What is needed: Rewrite as a numbered list the lines of the listing from the one containing "Mark the region of every instance of the red" through the end of the listing, both ends included, skipping blank lines and leaving out the pictures.

- - - - -

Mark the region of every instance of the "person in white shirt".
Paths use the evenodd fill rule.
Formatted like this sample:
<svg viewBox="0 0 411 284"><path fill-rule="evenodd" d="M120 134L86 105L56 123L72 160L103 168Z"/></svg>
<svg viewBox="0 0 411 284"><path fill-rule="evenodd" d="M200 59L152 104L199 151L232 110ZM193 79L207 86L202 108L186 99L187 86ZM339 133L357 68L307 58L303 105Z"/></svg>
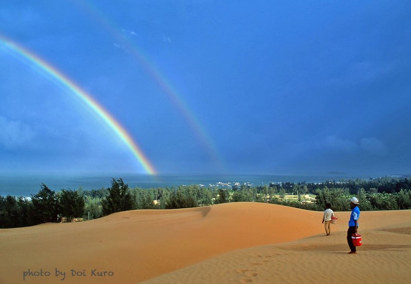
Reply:
<svg viewBox="0 0 411 284"><path fill-rule="evenodd" d="M331 204L327 203L325 207L327 209L324 211L324 215L323 216L323 223L325 228L326 235L329 236L331 233L331 217L334 216L334 212L331 210Z"/></svg>

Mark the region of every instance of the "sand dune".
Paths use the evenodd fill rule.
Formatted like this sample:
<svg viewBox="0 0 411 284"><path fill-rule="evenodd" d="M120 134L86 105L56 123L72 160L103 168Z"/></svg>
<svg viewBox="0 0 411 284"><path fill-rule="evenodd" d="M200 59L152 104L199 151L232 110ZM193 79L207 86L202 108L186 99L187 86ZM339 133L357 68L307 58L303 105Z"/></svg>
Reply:
<svg viewBox="0 0 411 284"><path fill-rule="evenodd" d="M0 283L408 282L411 211L362 212L357 255L349 214L328 237L322 212L257 203L1 230Z"/></svg>

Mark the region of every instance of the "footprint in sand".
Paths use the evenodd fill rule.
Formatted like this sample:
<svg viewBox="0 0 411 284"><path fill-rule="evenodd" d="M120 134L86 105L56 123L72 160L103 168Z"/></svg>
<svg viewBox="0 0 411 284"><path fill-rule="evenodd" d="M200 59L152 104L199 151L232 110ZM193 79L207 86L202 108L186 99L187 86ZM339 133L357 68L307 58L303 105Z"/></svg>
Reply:
<svg viewBox="0 0 411 284"><path fill-rule="evenodd" d="M250 270L249 269L237 269L236 271L248 277L255 277L258 275L255 272L254 272L253 270ZM253 282L252 279L250 278L242 278L240 279L240 281L244 283L247 282Z"/></svg>

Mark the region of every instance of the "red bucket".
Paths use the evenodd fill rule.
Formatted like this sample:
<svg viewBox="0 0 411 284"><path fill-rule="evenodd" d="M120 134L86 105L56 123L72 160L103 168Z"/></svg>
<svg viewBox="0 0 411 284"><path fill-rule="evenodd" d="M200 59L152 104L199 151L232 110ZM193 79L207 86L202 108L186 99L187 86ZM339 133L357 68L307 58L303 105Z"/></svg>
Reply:
<svg viewBox="0 0 411 284"><path fill-rule="evenodd" d="M361 235L359 234L353 234L351 235L351 237L352 239L352 243L355 247L360 247L363 244Z"/></svg>

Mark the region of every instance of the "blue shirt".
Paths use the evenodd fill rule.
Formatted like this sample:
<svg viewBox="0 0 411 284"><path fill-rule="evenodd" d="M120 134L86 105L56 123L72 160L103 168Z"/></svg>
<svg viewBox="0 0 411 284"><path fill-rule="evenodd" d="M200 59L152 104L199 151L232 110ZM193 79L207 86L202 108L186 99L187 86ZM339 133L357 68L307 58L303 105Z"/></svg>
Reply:
<svg viewBox="0 0 411 284"><path fill-rule="evenodd" d="M356 226L356 220L358 220L359 218L360 218L360 209L358 208L358 206L356 206L351 211L350 220L348 221L348 226Z"/></svg>

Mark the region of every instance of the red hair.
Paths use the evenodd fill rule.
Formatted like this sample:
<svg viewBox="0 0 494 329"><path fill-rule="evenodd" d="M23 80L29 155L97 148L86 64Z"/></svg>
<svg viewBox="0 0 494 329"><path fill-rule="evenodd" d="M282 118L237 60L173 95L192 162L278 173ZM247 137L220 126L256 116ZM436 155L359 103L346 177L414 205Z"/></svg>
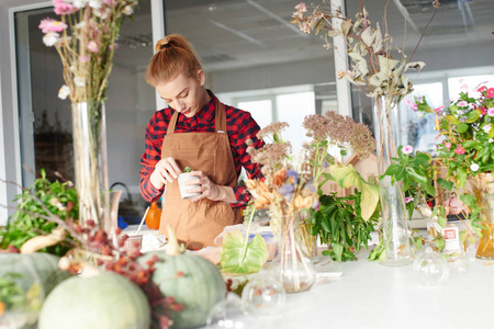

- - - - -

Answer to this problem:
1. Mark the region of every instance of the red hair.
2. Paths use the evenodd fill rule.
3. Formatted like this sample:
4. <svg viewBox="0 0 494 329"><path fill-rule="evenodd" d="M23 80L29 155L97 148L86 64Z"/></svg>
5. <svg viewBox="0 0 494 329"><path fill-rule="evenodd" d="M282 118L237 60L173 95L192 162L278 173ZM247 137L220 126L256 116ZM436 155L359 103L346 177L414 205Z"/></svg>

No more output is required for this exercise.